---- Records to use

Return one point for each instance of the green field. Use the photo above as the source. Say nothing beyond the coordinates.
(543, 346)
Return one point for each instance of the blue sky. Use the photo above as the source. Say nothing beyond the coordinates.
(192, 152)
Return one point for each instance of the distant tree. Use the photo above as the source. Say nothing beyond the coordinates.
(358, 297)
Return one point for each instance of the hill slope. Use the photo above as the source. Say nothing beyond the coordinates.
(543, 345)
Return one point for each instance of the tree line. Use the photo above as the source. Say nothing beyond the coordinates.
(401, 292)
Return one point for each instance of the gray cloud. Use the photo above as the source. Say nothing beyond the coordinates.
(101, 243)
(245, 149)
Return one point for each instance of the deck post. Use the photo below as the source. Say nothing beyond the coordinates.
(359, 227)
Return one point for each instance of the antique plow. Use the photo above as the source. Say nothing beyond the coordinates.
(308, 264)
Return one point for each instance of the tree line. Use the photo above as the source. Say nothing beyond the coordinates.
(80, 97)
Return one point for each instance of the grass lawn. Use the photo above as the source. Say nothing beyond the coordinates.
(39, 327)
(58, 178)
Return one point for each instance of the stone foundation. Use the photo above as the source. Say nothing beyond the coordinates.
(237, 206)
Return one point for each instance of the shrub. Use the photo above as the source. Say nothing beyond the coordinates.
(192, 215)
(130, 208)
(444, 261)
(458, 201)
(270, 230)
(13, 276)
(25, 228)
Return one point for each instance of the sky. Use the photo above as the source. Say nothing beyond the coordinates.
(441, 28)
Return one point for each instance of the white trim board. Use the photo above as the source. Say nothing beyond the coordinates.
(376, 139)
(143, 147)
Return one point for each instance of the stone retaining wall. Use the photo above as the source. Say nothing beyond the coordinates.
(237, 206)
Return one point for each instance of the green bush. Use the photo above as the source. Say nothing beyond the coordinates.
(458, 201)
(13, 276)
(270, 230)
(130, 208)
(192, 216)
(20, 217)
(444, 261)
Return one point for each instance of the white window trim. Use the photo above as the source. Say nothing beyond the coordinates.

--------

_Your task_
All of the data above is to be transcribed without alteration.

_Written solution_
Return one point for each instance of the green field. Use the photo above as the source. Say nothing beyond the coordinates.
(543, 346)
Return one point for each instance of the blue sky. Use the photo above as the source. Say nothing beyond the coordinates.
(192, 152)
Return one point for each instance of the distant tree. Use the photo above as the source. Say nothing beyond the coordinates.
(358, 297)
Return one point for each instance of the hill slope. Use the photo above as the source. Say nothing beyond the coordinates.
(543, 345)
Return one point for each instance of the tree line. Use the photo above as the source. Say nothing beyond the coordinates.
(401, 292)
Return one point for each instance of the gray cloud. Use the photo above as the source. Say nothing beyond the coordinates.
(101, 243)
(245, 149)
Return one point for each instance of the deck post. Use the photo below as the source. Say nothing beyond the coordinates.
(359, 227)
Return one point for each instance of the antique plow. Use the photo above as the source. Say nothing beyond the coordinates.
(308, 264)
Return one point for each instance of the tree line. Use the photo above as the source. Say nothing beyond the coordinates.
(80, 97)
Return one point for each instance of the grass lawn. Use the photo above as the source. Say nothing beyond the coordinates.
(39, 327)
(58, 178)
Return one point for each instance of the stone foundation. Use the photo above as the source. Say nothing beyond the coordinates.
(237, 206)
Return one point for each instance of the shrub. Use the photo above as the source. Say nothing beyond the coordinates.
(192, 215)
(130, 208)
(444, 261)
(458, 201)
(270, 230)
(13, 276)
(25, 228)
Return one point for each instance of the sky. Use the photo above as the source. Say nothing beyond the coordinates.
(441, 28)
Return one point for each instance of the white trim board. Use the photo above as the source. Say nothing beyond the coordinates.
(376, 139)
(143, 147)
Return one point for each instance of the stone retaining wall. Use the photo above as the source. Say nothing beyond the coordinates.
(237, 206)
Return one point for each instance of the green bush. Use the photo above as the source. Say nothing beyond the coordinates.
(458, 201)
(13, 276)
(270, 230)
(130, 208)
(192, 216)
(20, 217)
(444, 261)
Return one point for each instance of the white window trim. Use the photo above as the source. Say nothing beyond the coordinates.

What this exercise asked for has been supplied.